One range is to be output from the listing below, exactly as written: the line with "example: [324, 716]" to the line with "example: [1053, 586]", both kept.
━━━━━━━━━━━━━━━━━━━━━━━━━━━━━━
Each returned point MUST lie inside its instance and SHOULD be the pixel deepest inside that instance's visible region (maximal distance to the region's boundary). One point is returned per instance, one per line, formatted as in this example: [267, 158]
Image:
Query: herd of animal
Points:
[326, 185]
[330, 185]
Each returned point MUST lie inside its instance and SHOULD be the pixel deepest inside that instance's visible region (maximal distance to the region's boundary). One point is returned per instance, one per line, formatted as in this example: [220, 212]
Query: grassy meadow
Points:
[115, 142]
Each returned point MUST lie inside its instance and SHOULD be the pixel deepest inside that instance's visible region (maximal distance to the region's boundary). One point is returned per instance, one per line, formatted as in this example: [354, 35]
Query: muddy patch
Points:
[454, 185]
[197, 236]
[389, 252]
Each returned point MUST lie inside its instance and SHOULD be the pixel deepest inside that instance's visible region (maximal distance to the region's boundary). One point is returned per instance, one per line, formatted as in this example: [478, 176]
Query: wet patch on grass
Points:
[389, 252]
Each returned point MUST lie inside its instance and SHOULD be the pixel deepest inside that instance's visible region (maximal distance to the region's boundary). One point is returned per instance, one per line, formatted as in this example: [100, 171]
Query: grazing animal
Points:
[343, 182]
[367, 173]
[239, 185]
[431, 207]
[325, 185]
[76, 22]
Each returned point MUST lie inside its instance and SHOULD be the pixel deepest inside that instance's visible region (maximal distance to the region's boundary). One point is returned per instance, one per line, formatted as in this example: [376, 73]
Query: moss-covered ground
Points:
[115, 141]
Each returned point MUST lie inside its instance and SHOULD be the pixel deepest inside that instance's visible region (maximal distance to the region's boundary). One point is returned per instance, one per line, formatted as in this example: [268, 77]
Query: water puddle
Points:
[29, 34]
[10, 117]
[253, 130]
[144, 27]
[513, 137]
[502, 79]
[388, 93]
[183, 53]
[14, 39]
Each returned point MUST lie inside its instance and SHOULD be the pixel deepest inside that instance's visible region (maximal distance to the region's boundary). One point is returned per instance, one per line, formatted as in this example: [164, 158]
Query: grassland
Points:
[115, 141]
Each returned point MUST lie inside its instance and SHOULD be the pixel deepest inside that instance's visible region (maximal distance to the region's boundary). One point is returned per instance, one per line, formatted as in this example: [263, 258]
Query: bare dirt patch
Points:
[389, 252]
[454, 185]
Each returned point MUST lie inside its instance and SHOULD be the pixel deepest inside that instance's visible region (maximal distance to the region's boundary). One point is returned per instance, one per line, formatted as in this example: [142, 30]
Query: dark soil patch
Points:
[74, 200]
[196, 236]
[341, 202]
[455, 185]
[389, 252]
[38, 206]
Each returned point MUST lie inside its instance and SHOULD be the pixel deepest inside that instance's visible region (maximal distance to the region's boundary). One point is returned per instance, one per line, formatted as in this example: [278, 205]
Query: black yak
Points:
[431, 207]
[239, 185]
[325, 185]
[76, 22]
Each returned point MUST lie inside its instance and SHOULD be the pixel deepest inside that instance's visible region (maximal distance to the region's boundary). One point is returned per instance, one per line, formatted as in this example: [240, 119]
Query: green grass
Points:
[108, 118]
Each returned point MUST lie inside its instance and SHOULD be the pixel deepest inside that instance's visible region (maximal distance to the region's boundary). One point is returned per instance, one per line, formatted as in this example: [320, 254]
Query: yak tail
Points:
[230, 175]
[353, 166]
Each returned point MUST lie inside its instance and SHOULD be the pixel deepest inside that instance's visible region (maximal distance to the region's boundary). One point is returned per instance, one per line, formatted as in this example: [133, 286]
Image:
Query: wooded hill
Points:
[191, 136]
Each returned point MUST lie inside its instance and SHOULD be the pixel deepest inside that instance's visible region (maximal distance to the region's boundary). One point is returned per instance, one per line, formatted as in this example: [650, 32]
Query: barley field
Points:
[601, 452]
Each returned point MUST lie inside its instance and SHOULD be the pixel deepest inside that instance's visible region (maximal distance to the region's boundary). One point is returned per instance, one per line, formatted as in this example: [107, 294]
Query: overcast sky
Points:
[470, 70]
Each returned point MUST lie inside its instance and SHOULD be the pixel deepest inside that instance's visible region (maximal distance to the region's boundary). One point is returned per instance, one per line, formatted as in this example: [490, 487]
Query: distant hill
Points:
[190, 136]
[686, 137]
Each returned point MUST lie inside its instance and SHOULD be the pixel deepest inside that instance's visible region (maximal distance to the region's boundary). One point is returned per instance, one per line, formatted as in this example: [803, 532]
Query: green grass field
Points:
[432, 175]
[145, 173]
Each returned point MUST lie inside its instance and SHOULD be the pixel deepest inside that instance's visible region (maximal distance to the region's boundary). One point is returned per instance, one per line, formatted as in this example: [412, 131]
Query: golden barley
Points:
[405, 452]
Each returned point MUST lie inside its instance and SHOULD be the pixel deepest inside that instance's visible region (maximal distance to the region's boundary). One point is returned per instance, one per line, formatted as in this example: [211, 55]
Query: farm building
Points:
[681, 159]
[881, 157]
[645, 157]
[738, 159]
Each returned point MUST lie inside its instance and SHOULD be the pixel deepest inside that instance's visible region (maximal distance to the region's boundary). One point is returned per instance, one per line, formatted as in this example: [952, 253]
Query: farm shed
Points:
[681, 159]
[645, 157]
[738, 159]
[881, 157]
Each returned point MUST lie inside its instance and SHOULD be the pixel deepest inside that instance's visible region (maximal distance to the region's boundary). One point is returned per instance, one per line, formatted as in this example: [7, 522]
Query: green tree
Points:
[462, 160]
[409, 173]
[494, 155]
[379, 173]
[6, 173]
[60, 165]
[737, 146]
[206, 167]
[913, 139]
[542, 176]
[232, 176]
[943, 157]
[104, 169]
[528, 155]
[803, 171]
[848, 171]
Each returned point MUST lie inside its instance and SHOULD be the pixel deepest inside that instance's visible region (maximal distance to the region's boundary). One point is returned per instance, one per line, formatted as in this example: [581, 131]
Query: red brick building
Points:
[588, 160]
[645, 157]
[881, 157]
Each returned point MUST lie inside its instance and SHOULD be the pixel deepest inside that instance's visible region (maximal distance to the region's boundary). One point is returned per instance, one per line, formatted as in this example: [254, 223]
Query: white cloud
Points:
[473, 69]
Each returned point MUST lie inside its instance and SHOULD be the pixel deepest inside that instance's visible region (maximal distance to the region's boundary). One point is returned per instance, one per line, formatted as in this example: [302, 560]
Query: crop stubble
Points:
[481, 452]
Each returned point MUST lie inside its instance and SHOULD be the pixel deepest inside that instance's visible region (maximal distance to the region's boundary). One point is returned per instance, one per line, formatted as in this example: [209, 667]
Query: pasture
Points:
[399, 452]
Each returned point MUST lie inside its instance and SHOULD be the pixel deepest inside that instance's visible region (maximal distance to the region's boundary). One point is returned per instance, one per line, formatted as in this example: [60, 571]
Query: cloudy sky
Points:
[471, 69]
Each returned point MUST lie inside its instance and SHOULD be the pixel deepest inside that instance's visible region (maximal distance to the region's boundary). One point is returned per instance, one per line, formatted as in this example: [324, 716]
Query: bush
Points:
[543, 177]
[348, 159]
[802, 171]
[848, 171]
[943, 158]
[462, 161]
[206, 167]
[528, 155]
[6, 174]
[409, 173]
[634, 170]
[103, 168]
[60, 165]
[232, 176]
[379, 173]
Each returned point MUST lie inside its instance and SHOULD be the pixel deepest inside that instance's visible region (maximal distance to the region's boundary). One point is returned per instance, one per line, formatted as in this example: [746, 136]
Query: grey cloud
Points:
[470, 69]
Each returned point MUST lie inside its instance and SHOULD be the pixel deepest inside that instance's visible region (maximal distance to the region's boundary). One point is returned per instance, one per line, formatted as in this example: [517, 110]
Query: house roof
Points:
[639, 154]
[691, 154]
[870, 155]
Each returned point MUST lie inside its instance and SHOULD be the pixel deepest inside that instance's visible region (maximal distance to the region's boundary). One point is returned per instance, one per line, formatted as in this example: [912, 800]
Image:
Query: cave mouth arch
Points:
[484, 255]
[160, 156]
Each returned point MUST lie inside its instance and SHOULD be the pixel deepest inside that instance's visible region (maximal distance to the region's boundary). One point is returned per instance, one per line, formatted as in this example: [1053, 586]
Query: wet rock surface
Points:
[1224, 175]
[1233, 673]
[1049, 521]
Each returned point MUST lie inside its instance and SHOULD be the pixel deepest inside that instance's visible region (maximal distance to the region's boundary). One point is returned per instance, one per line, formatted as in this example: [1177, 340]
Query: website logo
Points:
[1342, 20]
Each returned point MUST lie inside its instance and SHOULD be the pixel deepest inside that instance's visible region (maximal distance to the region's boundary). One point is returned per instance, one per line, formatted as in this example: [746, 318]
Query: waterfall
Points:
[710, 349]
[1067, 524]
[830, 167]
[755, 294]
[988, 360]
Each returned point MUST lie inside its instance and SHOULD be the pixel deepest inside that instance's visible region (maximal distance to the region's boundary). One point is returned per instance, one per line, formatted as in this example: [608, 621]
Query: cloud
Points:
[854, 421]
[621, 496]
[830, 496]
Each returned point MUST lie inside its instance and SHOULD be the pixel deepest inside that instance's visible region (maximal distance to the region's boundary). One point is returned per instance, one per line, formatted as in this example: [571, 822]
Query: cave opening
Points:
━━━━━━━━━━━━━━━━━━━━━━━━━━━━━━
#### ANSWER BOX:
Each returned point MUST lie inside its instance and SHOULD be the pixel deepest inside that instance's visible region (maximal distance to the region's boundary). One point is returned per instance, one per line, formatted as in this example: [324, 716]
Query: bush
Points:
[543, 177]
[348, 159]
[802, 171]
[848, 171]
[943, 158]
[462, 161]
[206, 167]
[528, 155]
[6, 174]
[409, 173]
[634, 170]
[103, 168]
[60, 165]
[232, 176]
[379, 173]
Each returned point MUST lie inside its instance and SHOULD be the pixel deepest inside that instance's visible region (maximal distance to the region's boundary). One point is returned per instance, one per line, formatted as in this example: [746, 136]
Query: grey cloud
Points:
[470, 69]
Each returned point MUST lie inside its instance and SHOULD be the pixel deepest inside that instance's visible region (maximal distance to the region's boundary). One point is returned per instance, one per line, formatted as in this example: [517, 110]
Query: house roof
Points:
[639, 154]
[691, 154]
[870, 155]
Each returned point MUST lie inside its instance and SHOULD be the pixel deepest inside that instance's visible region (maximal distance to the region's boundary). One point is returned per instance, one per line, formatted as in this example: [912, 800]
Image:
Query: cave mouth arch
Points:
[484, 255]
[160, 156]
Each returned point MUST lie inside its instance and SHOULD be the pixel deepest inside that instance's visible region (maximal distance to the region's boundary). One point is returned per instance, one per line, formatted as in this example: [1053, 586]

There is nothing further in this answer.